PROBLEM STATEMENT: In the listing, rewrite each line starting at the one containing "Question: is any swirling" and ending at the one containing "[[0, 255, 1449, 522]]", scaling the bounding-box coordinates in the answers by 0.2 and rounding to whole numbers, with halves rounded up. Keep every other line and number unchanged, including the sample coordinates after "Format it like".
------ RECORDED DATA
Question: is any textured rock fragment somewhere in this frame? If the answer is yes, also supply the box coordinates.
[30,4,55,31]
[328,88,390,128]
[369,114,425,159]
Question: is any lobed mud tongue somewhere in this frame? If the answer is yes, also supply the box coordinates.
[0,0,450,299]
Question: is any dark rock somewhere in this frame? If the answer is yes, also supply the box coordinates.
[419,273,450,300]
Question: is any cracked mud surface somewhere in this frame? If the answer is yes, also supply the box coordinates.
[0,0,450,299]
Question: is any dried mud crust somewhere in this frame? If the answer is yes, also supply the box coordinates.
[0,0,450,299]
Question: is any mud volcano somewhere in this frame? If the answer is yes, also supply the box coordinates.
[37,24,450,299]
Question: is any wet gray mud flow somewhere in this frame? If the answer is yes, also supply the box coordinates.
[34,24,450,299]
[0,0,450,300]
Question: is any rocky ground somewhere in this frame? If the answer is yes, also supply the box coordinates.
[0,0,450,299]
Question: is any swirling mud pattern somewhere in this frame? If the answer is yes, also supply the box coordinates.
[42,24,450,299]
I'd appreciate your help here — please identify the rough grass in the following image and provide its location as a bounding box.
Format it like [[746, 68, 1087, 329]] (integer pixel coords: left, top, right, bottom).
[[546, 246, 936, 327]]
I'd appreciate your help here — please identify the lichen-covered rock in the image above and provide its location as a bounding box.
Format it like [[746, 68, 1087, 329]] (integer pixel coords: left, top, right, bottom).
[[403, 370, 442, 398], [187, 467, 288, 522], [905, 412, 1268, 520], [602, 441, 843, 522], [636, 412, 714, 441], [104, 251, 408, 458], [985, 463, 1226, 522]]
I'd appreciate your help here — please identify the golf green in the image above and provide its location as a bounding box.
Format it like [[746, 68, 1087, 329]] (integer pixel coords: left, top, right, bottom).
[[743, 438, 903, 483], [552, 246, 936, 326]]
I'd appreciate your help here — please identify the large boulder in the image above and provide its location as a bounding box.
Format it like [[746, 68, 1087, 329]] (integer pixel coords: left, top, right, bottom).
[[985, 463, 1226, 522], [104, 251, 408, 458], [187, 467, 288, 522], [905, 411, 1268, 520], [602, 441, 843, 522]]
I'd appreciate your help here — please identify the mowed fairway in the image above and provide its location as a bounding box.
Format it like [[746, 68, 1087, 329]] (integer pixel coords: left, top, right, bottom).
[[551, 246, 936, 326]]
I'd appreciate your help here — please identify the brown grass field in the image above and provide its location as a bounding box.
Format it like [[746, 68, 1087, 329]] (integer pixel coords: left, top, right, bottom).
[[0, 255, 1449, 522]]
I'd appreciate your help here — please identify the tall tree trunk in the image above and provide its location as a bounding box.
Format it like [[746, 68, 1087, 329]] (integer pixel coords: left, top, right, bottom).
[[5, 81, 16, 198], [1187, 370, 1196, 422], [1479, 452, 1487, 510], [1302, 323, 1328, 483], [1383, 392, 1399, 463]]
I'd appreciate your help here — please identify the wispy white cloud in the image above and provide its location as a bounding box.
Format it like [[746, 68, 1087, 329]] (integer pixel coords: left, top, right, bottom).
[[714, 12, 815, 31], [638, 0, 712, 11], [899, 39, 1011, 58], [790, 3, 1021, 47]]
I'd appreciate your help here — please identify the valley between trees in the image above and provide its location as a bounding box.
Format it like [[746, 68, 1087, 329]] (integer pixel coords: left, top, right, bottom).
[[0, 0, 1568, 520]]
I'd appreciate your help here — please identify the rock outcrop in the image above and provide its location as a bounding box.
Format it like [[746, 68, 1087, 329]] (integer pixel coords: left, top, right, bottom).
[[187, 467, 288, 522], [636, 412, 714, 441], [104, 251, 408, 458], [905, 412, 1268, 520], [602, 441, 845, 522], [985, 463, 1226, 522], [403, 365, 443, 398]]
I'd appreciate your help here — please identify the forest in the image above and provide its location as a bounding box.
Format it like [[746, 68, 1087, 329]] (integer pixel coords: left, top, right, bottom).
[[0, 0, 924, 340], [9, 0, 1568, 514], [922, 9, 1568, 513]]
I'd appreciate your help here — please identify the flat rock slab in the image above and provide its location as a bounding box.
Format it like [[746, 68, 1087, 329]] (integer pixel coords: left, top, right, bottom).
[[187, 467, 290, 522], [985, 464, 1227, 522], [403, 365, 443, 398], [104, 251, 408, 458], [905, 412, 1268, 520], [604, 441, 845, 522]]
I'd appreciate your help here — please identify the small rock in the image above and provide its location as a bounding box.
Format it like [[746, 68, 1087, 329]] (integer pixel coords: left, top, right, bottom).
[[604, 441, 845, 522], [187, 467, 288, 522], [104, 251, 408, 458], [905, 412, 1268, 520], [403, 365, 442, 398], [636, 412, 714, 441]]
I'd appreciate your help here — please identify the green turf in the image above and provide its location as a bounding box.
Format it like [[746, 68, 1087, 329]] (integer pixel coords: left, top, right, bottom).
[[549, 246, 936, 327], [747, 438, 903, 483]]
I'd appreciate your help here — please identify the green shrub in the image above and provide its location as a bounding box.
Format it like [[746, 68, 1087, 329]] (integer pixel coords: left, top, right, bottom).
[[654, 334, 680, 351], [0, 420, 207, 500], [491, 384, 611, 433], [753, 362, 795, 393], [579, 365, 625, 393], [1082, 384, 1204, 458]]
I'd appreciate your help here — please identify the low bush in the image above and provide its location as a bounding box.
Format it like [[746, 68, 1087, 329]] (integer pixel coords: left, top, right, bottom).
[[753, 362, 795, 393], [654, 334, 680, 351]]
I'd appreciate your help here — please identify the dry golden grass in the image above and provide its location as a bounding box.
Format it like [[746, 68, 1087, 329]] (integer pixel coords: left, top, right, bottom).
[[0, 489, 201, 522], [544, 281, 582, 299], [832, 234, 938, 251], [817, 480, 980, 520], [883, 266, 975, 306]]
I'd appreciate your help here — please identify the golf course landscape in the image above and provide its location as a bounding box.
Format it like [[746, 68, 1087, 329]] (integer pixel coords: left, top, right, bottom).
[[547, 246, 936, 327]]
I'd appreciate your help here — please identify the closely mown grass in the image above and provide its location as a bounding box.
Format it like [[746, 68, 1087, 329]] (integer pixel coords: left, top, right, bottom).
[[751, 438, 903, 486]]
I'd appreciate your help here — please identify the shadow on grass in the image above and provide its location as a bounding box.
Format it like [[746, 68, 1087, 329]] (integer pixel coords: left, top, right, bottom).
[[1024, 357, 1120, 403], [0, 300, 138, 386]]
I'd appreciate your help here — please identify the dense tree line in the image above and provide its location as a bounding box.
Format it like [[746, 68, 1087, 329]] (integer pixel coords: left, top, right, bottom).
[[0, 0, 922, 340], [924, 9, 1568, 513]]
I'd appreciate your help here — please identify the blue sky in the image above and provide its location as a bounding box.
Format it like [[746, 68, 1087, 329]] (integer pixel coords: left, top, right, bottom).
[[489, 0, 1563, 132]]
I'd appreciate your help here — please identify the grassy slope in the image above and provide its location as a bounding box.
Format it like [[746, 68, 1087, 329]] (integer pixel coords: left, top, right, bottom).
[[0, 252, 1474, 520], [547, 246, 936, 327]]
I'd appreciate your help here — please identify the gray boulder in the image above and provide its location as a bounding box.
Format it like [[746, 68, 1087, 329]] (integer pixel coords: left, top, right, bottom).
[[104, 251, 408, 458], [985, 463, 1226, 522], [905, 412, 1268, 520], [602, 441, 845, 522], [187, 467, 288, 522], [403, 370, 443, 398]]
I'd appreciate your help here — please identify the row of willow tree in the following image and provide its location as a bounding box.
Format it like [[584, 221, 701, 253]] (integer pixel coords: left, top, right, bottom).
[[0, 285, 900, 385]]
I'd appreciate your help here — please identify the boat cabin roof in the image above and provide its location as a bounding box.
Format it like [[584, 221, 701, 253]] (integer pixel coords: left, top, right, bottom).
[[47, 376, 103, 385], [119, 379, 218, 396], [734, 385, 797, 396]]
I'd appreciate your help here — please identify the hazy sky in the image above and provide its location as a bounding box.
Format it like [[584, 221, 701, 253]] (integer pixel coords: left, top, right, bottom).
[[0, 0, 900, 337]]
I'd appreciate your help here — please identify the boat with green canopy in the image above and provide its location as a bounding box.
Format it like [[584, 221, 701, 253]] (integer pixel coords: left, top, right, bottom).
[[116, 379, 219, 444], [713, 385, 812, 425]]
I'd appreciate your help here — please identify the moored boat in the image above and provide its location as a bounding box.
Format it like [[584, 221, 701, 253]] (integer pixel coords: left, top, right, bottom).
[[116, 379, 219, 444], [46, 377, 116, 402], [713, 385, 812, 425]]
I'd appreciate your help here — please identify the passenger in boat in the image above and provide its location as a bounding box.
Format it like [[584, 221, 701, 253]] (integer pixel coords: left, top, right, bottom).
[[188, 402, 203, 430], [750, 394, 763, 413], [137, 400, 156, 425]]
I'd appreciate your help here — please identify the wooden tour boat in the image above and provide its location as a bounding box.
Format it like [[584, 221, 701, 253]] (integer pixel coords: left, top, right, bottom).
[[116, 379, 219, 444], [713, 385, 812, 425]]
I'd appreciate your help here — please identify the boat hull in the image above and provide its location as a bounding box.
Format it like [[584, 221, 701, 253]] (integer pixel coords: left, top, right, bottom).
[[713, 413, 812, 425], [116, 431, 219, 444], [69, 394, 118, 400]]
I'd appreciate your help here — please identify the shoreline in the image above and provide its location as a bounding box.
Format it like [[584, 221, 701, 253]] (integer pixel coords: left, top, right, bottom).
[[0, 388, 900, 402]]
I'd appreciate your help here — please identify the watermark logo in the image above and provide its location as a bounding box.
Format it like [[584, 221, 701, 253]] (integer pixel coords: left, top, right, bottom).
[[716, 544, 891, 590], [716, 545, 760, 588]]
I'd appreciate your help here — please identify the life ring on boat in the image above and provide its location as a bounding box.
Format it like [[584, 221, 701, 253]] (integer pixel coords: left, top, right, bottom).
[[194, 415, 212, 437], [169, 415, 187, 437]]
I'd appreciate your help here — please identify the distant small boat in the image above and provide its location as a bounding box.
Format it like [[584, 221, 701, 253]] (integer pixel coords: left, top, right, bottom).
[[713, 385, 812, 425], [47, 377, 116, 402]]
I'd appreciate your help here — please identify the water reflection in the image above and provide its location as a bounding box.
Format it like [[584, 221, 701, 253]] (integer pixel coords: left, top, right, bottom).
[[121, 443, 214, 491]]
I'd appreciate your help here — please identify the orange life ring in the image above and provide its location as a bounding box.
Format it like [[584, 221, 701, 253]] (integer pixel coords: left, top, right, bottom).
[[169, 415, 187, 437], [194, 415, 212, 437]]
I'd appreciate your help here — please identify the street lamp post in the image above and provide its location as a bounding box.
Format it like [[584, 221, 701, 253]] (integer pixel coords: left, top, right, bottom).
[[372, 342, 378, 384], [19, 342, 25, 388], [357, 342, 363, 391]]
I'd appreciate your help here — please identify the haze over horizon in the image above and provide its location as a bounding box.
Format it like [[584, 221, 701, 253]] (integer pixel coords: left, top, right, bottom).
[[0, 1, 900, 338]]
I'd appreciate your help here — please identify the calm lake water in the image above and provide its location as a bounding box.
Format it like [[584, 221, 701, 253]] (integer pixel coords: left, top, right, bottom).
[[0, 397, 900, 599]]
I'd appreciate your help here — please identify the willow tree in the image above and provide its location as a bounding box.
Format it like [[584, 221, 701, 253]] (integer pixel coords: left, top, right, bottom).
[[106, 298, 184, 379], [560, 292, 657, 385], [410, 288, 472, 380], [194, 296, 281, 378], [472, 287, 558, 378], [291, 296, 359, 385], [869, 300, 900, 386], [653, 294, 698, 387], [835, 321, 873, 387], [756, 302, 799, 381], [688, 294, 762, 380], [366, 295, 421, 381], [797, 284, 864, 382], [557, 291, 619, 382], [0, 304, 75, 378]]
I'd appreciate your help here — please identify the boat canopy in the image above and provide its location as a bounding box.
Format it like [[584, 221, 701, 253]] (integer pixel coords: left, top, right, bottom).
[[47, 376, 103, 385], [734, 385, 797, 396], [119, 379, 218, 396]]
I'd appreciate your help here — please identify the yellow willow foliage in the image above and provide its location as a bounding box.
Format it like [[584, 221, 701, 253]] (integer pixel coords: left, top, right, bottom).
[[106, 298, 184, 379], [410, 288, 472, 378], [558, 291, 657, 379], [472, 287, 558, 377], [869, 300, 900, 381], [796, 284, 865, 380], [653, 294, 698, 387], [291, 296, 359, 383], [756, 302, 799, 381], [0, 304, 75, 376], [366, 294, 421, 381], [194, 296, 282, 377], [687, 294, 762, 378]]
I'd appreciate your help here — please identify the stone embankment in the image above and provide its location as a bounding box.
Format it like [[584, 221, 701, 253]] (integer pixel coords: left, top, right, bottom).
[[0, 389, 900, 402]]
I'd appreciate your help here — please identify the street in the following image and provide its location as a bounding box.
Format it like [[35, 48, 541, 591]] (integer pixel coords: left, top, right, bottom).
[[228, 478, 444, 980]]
------------
OUTPUT BELOW:
Question: is any swirling mud pattern somewhere in this frame? If the answer is yes, also supply the box coordinates.
[8,5,90,60]
I'd appreciate your help here — please identify the rough grass in the following image and provide its location as a bounding box.
Format it like [[746, 68, 1087, 329]] (integer pixel coords: left, top, right, bottom).
[[109, 49, 187, 65]]
I'd appreciate your help here — please identify the lichen-covered rock in the image above and provide its location as a bounding box.
Format it like [[746, 68, 1087, 329]] (integer pixel coords: left, top, right, bottom).
[[81, 74, 88, 80], [37, 93, 58, 104], [181, 82, 254, 104], [120, 88, 169, 104], [127, 82, 143, 88], [21, 50, 82, 92], [197, 93, 245, 104]]
I'd appreciate your help here — please identify the golf green in the image above and provide its location as a bounding box.
Format it like [[746, 68, 1087, 329]] (integer pixel coords: left, top, right, bottom).
[[149, 88, 181, 97], [110, 49, 187, 65]]
I'd appreciate your help here — please identify the large boulder in the image above and provide its location as a bounding box.
Format it like [[746, 68, 1087, 329]] (integer pixel coords: left, top, right, bottom).
[[197, 93, 245, 104], [21, 50, 82, 92], [37, 93, 58, 104], [181, 82, 254, 104], [120, 88, 169, 104]]
I'd appreciate your help here — please identify the mowed fairway in the image above and provide its location as a bounding box.
Format it like [[746, 68, 1087, 329]] (integer pixel coords: left, top, right, bottom).
[[110, 49, 187, 65]]
I'd appreciate your help here — please identify the brown grass field in the image above and provide its location as a bounding box.
Format it like [[746, 68, 1087, 329]] (integer pixel coords: left, top, right, bottom).
[[0, 51, 290, 104]]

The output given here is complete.